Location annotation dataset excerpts

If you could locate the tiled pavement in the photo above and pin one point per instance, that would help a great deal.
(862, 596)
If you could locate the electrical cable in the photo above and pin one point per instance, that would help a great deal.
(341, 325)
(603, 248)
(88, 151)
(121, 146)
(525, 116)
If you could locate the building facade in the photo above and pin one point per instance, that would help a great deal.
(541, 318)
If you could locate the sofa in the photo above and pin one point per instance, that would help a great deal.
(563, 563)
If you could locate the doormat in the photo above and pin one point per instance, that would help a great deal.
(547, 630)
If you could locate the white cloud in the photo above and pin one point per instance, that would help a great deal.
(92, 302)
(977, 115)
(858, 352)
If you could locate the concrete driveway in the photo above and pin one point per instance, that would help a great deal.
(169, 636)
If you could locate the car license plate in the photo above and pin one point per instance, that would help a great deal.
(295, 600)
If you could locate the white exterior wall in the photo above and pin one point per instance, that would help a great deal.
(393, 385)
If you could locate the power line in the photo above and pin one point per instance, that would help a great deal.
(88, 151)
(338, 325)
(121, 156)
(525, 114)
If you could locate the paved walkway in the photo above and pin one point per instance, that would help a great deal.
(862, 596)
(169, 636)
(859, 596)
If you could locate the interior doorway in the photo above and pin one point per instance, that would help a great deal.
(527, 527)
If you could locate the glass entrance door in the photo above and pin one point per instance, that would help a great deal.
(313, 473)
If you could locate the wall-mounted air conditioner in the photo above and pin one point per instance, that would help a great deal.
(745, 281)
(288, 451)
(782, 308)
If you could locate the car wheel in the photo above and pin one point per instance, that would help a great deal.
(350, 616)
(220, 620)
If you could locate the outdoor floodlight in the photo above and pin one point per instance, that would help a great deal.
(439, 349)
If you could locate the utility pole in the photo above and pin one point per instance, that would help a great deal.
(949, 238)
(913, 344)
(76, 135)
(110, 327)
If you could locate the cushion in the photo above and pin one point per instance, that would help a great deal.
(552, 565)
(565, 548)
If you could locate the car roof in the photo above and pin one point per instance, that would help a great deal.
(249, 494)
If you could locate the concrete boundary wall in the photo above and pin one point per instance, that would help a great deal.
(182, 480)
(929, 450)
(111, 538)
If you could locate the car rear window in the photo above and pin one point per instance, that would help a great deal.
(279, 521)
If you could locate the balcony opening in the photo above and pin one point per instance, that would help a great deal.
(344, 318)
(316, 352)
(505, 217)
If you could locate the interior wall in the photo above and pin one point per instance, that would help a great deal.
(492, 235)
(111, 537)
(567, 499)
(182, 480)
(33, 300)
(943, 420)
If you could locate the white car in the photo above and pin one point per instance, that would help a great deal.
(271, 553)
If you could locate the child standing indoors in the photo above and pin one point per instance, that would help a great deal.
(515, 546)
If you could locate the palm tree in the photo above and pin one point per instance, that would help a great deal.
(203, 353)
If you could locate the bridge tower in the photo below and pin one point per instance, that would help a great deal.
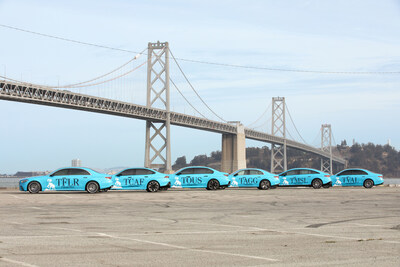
(158, 146)
(233, 150)
(326, 145)
(278, 151)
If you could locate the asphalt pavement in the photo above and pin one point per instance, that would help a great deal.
(232, 227)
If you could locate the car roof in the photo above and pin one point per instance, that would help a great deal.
(83, 168)
(356, 169)
(196, 167)
(311, 169)
(257, 169)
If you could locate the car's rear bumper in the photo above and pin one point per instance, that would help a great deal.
(225, 186)
(167, 185)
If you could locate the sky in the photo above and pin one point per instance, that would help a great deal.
(328, 36)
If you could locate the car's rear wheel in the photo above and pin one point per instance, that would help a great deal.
(34, 187)
(213, 184)
(368, 183)
(92, 187)
(153, 186)
(264, 185)
(316, 183)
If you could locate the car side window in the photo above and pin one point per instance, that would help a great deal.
(240, 173)
(60, 172)
(359, 172)
(255, 172)
(202, 171)
(186, 171)
(128, 172)
(294, 172)
(143, 172)
(304, 171)
(78, 172)
(348, 172)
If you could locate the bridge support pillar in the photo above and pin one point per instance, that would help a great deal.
(158, 146)
(326, 145)
(234, 151)
(278, 151)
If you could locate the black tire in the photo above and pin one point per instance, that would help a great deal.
(368, 183)
(316, 183)
(92, 187)
(264, 185)
(153, 186)
(34, 187)
(213, 184)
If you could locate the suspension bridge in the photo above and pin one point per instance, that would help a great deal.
(159, 117)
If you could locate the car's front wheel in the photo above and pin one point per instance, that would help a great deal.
(368, 183)
(153, 186)
(92, 187)
(316, 183)
(264, 185)
(34, 187)
(213, 184)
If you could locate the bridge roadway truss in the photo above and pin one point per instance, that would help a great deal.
(29, 93)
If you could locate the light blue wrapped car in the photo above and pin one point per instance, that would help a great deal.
(199, 177)
(68, 179)
(305, 177)
(140, 179)
(252, 177)
(357, 177)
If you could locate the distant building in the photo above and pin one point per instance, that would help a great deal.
(76, 163)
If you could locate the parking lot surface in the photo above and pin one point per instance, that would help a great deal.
(241, 227)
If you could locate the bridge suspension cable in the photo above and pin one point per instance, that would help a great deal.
(176, 87)
(104, 75)
(291, 119)
(194, 90)
(259, 118)
(78, 86)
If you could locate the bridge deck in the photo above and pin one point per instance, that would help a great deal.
(29, 93)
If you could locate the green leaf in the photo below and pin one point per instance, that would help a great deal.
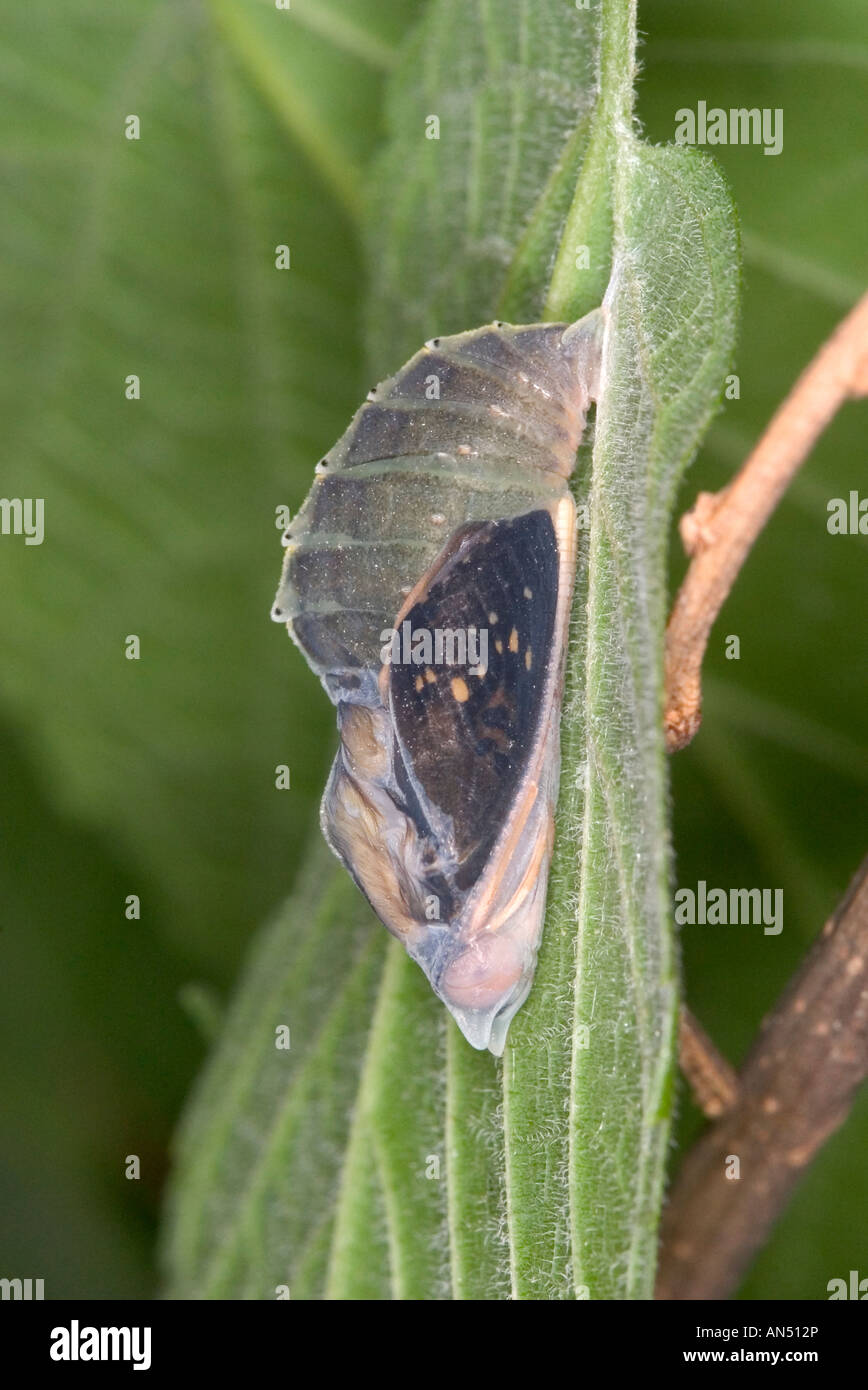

## PROBLEM STATEMENT
Select every line above that contains the string "suspension", treating uppercase and lowercase as different.

## WRITTEN RESPONSE
If you could locate the suspension bridge in the photo above and pin one point per instance, that would help a great deal.
If you could locate the bridge suspension cable in the photo above and pin one point per instance, that would help a great deal.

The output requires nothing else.